— Excerpted passage —

━━━━━━━━━━━━━━━━

Stand

“Now, brethren, I want to remind you of the Gospel I preached to you, which you received and on which you have taken your stand…” 1 Corinthians 15:1-2

Picture this: a soldier in the thick of battle, the enemy bearing down, the smoke heavy, the noise deafening.

Every instinct screams run! But he doesn’t.

Feet planted, eyes fixed, he holds his position.

That, beloved, is the image the Apostle Paul reaches for when he describes the beiievers as ‘taking their stand’.

And it is no accident that he chose it.

In 1 Corinthians 15:1-2, Paul writes, “I want to remind you of the Gospel I preached to you, which you received and on which you have taken your stand.”

That word – stand – is a military term in the original Greek.

It is not passive. It is not the posture of someone who has given up and simply frozen in place.

It is the deliberate, disciplined decision of a person who knows the ground beneath them is worth defending, and so they refuse to move.

Here is where many of us have worn ourselves out: we have confused standing firm with being personally strong.

We grit our teeth, summon our willpower – and we wonder why we keep wobbling.

But Paul tells us something liberating.

Our stability does not come from the strength of our own resolve.

It is a derivative of the reliability of God’s promises.

You cannot stand firm on shifting ground no matter how strong your ankles are.

The reason the believer can stand is because the ground itself – the Word of God – is solid.

And that ground is the Gospel – the Good News that Christ died for our sins, rose triumphant from the grave, and declared the victory complete.

As Peter reminds us, “The word of the Lord stands forever.”

This is why, in Ephesians 6, Paul does not say “charge” or “conquer.”

He says “stand.” Four times in just a few verses, he commands it.

Christ has already won the war; our assignment is simply to refuse to surrender the territory He secured.

━━━━━━━━━━━━━━━━

— Material shown —
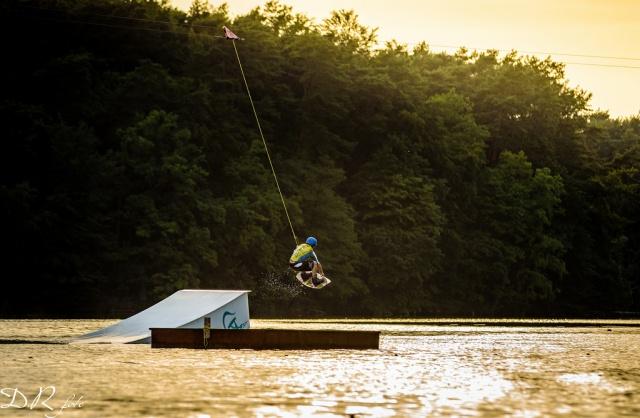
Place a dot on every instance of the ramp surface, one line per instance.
(183, 309)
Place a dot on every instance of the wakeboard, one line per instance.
(309, 281)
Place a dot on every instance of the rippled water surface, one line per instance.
(423, 368)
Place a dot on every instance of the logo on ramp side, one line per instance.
(229, 321)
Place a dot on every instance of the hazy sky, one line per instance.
(604, 28)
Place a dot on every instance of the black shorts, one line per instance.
(306, 265)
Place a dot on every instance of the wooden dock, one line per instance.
(263, 339)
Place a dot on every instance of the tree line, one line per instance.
(437, 184)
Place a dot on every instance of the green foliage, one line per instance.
(464, 184)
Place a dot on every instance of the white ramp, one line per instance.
(228, 309)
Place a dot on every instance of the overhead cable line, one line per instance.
(209, 28)
(567, 54)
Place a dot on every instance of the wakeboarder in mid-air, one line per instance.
(305, 261)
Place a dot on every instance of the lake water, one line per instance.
(423, 368)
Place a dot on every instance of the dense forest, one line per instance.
(437, 184)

━━━━━━━━━━━━━━━━

— Your goal —
Continue the "Stand" devotional on 1 Corinthians 15, picking up after its final sentence.

— Response area —
Life throws two particular pressures at our feet.

The first is intellectual shifting — the constant temptation to drift from Gospel truth toward the latest viral spiritual trend or cultural accommodation.

The second is suffering — when pain, loss, and anxiety make retreat feel not just tempting, but reasonable.

Against both, Scripture’s answer is the same: stand firm in the faith!

The armor Paul describes – truth, righteousness, peace, faith – functions like cleats on a soldier’s boots, designed to keep us from being pushed backward when the winds of life howl.

So, let me ask you directly this morning: What gives you confidence to stand firm?

Your feelings?

Your track record? Your reputation?

Those are sinking sand.

But the Gospel?  That is bedrock.

Stop staring at your own feet and consider the solid ground beneath you.

God’s promises have never failed.

Christ’s finished work cannot be undone.

Whatever storm is pressing you right now – doubt, grief, temptation, loss – you do not stand alone, and you do not stand on your own strength.

Plant your feet on that Gospel today.

Refuse to move.

Stand firm, dear friend – because the King’s Word that saved you is the very same Word that keeps you standing.